Exercise:
Update the listing from the line containing "Task: for every instance of the still" through the end, inclusive, by replacing "thickest" with "widest" and leaving everything else unchanged. Give back only those lines.

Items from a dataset
----------------

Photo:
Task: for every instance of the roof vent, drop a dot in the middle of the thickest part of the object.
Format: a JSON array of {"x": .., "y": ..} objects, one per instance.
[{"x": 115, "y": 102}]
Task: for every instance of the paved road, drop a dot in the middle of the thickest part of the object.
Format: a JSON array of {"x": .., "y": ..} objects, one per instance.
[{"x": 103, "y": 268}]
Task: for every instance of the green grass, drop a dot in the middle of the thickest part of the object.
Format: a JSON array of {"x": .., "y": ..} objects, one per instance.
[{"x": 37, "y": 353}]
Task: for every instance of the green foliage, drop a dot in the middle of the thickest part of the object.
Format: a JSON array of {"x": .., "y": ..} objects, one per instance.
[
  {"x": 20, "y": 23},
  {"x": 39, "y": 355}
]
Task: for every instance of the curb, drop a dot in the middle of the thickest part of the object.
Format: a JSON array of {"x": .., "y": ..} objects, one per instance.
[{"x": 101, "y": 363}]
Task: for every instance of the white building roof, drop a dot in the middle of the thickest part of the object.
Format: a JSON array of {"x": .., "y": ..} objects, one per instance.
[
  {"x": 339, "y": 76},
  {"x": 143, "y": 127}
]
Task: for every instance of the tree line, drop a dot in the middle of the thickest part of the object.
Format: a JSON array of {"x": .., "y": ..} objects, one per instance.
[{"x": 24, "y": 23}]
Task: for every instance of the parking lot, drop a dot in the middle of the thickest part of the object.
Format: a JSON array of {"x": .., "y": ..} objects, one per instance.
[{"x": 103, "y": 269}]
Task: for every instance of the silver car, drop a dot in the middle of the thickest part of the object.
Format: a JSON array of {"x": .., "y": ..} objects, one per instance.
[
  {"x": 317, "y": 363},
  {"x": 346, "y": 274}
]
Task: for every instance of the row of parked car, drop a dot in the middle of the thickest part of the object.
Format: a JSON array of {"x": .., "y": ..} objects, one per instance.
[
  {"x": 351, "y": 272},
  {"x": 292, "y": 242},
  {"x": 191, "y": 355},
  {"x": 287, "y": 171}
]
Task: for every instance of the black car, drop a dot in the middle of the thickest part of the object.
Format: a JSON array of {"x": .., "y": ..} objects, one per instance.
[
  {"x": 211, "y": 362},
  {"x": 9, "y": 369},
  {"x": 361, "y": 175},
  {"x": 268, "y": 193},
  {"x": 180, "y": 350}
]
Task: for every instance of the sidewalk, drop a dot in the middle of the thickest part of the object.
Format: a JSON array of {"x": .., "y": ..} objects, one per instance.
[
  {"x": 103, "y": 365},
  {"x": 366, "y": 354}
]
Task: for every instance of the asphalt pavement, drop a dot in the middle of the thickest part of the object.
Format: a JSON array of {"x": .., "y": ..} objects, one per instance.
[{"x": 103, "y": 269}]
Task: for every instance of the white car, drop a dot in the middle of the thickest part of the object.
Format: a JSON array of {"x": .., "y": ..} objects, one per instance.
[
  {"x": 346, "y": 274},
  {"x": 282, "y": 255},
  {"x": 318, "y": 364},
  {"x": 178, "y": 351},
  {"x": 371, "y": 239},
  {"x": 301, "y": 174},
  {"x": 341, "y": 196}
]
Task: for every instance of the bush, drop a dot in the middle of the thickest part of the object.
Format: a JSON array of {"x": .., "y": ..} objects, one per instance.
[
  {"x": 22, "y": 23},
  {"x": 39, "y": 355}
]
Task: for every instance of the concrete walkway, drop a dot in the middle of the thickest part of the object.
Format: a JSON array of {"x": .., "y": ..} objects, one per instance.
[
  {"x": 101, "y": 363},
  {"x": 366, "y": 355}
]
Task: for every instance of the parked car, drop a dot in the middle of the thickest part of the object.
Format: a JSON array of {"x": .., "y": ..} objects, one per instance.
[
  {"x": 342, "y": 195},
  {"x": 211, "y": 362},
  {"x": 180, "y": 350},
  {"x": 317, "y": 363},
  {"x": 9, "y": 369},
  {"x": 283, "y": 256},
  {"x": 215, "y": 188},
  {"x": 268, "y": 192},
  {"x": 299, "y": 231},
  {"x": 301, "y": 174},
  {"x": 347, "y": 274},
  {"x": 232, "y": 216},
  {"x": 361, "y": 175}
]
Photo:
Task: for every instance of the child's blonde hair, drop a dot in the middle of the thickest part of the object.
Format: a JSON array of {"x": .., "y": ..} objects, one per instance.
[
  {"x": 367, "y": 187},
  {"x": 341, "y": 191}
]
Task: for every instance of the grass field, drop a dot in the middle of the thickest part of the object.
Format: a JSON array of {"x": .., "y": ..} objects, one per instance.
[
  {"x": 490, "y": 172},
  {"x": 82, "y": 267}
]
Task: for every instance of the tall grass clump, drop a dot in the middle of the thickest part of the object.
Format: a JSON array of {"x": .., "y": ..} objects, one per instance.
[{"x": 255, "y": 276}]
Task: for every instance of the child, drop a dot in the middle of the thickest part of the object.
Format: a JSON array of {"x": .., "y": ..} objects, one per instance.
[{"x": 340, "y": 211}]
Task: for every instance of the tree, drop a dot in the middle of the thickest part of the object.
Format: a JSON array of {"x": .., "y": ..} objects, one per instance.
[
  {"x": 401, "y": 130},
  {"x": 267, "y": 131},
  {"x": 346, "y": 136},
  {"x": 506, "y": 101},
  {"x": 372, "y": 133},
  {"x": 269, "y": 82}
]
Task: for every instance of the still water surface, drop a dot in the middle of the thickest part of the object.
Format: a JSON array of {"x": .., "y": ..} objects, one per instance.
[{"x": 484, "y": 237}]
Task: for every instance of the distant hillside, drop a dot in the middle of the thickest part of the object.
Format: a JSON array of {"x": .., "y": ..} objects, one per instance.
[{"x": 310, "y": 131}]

----------------

Completed exercise:
Task: for every instance of the still water surface, drop a dot in the middle of the widest part of the object.
Format: a JSON array of {"x": .., "y": ..} objects, one per instance.
[{"x": 484, "y": 237}]
Task: for every instance of the distant hillside, drop a dot in the middle of the widest part of the object.
Format: a JSON array of {"x": .., "y": ..} objects, one per instance.
[{"x": 310, "y": 131}]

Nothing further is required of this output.